**THE REQUEST**
Count the lines in the listing below that contain the word "snow", and reply with that number alone.

[begin ENTRIES]

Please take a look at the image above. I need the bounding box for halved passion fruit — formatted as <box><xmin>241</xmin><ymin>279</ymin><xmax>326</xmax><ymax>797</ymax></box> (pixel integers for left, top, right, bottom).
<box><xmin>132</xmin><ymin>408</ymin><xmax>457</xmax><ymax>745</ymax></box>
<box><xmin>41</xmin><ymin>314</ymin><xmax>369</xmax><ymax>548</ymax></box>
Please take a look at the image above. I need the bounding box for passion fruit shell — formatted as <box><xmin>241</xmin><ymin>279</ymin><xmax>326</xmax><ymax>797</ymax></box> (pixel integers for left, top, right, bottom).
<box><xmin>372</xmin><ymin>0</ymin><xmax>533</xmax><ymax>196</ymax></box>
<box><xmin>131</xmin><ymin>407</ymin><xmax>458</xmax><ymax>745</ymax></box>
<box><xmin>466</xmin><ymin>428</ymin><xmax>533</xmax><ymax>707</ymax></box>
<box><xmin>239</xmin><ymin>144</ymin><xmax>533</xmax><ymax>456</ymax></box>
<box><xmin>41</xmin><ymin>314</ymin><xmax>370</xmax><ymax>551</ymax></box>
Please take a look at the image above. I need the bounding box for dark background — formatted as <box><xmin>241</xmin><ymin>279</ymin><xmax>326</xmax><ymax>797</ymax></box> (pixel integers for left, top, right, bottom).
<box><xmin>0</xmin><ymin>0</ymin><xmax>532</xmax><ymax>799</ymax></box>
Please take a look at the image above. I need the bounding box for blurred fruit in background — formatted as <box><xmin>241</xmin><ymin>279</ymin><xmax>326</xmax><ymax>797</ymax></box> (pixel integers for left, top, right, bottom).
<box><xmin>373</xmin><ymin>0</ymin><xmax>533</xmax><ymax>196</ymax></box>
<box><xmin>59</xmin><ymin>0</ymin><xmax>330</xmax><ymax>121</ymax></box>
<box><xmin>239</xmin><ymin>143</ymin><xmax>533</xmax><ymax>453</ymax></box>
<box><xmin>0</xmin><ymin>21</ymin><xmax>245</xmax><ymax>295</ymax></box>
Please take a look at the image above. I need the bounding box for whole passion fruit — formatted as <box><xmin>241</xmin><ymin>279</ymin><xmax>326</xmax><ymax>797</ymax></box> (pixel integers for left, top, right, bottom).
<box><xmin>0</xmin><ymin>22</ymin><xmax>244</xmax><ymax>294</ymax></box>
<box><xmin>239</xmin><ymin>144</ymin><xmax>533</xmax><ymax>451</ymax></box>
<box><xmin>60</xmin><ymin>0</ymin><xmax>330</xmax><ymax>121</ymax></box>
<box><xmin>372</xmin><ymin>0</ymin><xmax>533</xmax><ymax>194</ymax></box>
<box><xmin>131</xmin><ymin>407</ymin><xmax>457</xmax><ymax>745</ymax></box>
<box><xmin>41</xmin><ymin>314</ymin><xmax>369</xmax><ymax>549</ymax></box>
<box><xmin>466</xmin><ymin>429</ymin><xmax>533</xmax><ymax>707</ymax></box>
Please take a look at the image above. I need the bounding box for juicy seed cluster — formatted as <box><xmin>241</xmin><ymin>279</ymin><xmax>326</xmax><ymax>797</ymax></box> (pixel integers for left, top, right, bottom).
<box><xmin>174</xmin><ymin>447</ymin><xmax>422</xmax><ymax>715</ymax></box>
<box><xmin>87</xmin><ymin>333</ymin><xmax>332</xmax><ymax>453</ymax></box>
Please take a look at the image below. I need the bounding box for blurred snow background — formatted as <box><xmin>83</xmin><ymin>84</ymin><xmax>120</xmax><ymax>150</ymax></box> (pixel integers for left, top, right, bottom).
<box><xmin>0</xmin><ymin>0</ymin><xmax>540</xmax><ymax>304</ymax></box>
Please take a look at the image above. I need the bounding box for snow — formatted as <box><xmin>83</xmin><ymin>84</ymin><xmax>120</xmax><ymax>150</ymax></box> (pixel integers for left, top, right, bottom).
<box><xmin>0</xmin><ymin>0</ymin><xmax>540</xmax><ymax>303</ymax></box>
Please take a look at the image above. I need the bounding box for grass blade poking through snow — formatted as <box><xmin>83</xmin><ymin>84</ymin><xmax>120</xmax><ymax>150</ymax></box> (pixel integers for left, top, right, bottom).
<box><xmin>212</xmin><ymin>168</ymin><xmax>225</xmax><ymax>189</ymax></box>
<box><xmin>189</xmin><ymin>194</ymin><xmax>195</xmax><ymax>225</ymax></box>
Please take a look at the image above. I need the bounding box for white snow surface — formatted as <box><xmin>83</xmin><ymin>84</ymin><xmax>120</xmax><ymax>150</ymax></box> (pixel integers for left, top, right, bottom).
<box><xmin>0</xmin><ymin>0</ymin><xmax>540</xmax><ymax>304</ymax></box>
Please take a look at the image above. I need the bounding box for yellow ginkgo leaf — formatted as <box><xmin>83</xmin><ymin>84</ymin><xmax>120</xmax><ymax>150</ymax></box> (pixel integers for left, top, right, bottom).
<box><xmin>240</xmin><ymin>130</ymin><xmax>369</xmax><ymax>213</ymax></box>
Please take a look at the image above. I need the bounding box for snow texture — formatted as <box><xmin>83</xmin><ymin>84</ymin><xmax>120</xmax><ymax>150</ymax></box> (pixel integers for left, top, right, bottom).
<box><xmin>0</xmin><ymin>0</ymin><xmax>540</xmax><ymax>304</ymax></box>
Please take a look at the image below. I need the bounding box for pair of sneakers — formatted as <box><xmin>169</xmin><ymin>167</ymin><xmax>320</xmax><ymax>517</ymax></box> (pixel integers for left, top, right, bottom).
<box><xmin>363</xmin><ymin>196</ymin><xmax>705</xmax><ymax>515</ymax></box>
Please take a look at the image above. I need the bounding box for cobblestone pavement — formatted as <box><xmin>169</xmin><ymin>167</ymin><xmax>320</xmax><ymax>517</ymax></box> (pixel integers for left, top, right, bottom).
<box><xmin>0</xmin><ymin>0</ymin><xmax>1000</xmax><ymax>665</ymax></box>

[end ENTRIES]

**WRITTEN SOLUTION**
5